_Task description:_
Reproduce the text of the following material verbatim, character for character, omitting the pictures.

— begin Records for this task —

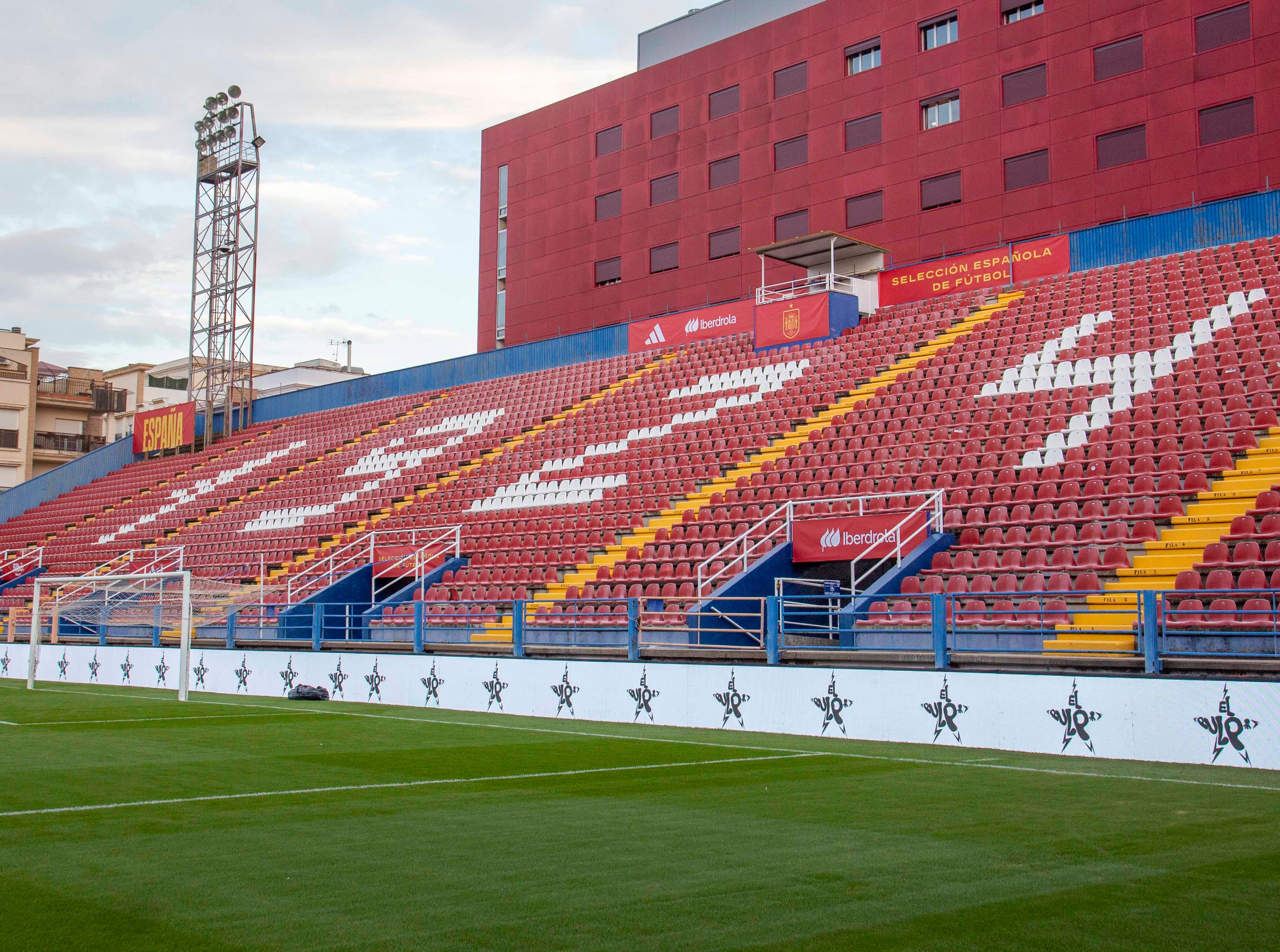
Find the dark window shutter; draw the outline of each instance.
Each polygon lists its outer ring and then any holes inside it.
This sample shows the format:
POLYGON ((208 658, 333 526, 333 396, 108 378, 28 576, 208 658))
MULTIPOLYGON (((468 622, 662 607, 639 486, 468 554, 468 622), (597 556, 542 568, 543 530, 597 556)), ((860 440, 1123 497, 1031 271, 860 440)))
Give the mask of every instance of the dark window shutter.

— end Records for this task —

_Response to this task:_
Find the dark window shutter; draw the outline of each instance.
Each polygon lists its outer ring and then any holes inside it.
This sample shows the format:
POLYGON ((208 658, 333 526, 333 396, 108 378, 28 576, 208 658))
MULTIPOLYGON (((468 622, 662 607, 639 486, 468 554, 468 622), (597 556, 542 568, 543 530, 597 556)), ((860 440, 1123 497, 1031 271, 860 440)))
Give the mask of every instance of the dark window shutter.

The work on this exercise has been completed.